Below are the records; restate all of them exactly.

----------------

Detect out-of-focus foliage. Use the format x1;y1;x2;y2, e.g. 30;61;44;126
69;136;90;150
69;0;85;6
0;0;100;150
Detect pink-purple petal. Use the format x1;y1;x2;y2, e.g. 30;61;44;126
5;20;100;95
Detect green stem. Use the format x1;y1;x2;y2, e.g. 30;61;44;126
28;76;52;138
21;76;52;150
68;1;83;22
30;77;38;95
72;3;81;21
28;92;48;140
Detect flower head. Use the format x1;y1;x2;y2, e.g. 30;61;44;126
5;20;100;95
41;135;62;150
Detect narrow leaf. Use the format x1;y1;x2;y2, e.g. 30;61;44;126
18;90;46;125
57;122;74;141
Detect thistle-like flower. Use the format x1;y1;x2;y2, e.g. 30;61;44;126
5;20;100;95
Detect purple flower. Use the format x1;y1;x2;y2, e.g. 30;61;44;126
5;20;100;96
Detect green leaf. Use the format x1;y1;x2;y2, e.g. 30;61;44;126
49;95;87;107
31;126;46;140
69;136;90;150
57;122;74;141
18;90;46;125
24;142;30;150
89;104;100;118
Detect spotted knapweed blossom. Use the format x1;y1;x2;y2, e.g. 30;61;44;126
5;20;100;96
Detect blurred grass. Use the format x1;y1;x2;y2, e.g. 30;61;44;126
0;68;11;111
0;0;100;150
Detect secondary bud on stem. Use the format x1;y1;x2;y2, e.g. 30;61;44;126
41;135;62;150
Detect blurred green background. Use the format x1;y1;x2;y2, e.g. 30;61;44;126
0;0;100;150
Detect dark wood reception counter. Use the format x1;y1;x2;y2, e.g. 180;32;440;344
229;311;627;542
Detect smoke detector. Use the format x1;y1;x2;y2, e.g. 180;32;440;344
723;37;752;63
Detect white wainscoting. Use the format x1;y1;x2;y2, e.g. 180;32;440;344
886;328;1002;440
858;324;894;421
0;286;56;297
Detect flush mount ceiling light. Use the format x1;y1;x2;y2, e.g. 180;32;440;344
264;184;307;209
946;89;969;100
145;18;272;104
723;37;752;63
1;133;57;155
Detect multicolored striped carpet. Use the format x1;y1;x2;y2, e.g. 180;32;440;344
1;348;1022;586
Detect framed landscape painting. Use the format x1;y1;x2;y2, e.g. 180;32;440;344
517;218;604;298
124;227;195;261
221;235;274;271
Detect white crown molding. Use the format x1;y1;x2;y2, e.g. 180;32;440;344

----------------

• _Expected answer_
Detect out-of-focus foliage. Use the format x1;y1;x2;y2, e.g. 30;61;44;126
69;136;90;150
69;0;85;6
0;0;100;150
Detect pink-purple petal. Use the format x1;y1;x2;y2, e.g. 30;61;44;126
5;20;100;95
Detect green stem. Use the format x1;y1;x2;y2, e.g. 30;61;44;126
28;76;52;138
21;76;52;150
68;1;83;22
30;77;38;95
72;3;81;21
28;92;48;140
Detect flower head. Use the format x1;y1;x2;y2, e.g. 30;61;44;126
5;20;100;95
41;135;62;150
Detect narrow leaf. Use the format x1;y1;x2;y2, e.g. 30;61;44;126
18;90;46;125
57;122;74;141
Detect thistle-like flower. Use the format x1;y1;x2;y2, e.g. 30;61;44;126
5;20;100;95
Detect purple flower. Use the format x1;y1;x2;y2, e.g. 30;61;44;126
5;20;100;96
Detect green leaf. Use the format x1;y1;x2;y2, e.g. 30;61;44;126
49;95;87;107
31;126;46;140
69;136;90;150
57;122;74;141
18;90;46;125
24;142;30;150
89;104;100;118
Detect spotted knapweed blossom. Use the format x1;y1;x2;y2, e.g. 30;61;44;126
5;20;100;96
Detect blurred grass. Use the format x1;y1;x2;y2, e.g. 30;61;44;126
0;68;11;111
0;0;100;150
Detect secondary bud on stem. Use the format x1;y1;x2;y2, e.g. 30;61;44;126
41;135;62;150
Detect blurred green background. Use the format x1;y1;x2;y2, e.g. 30;61;44;126
0;0;100;150
Detect dark wood reception counter. Use the format x1;y1;x2;y2, e.g. 180;32;440;344
229;311;627;542
Detect smoke detector. Use the format x1;y1;x2;y2, e.g. 180;32;440;344
723;37;752;63
Detect white wainscoting. Use the format x1;y1;x2;y2, e.g. 180;32;440;344
886;328;1002;440
858;324;894;421
0;286;56;297
Detect flush mount ceiling light. Use the format x1;y1;x2;y2, e.g. 180;32;440;344
264;184;307;209
946;89;969;100
145;18;272;104
723;37;752;63
1;133;57;155
Detect multicolored striped carpet. Use the format x1;y1;x2;y2, e.g. 180;32;440;344
1;348;1022;586
Detect framed landscape painting. Use the format x1;y1;x2;y2, e.g. 180;32;440;344
517;218;604;298
124;227;195;261
221;235;274;271
Detect white crown molding. Use the format x1;y1;x2;y2, e.g. 180;32;440;344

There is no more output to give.